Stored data

┌──

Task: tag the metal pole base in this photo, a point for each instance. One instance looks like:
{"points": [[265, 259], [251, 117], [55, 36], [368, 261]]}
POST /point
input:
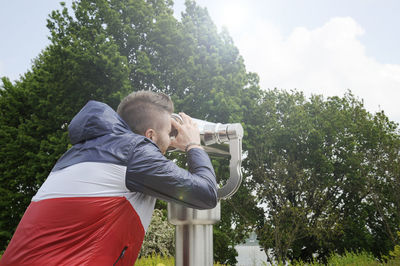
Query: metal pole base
{"points": [[194, 245]]}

└──

**TASK DESCRIPTION**
Set each line of the records down exactly, leaving every picture out.

**ANSWER TO THIS TASK**
Task: tag the metal pole base in this photo, a point for each instance. One instance looks like:
{"points": [[265, 259], [251, 117], [55, 36], [368, 261]]}
POST /point
input:
Query: metal pole base
{"points": [[194, 245]]}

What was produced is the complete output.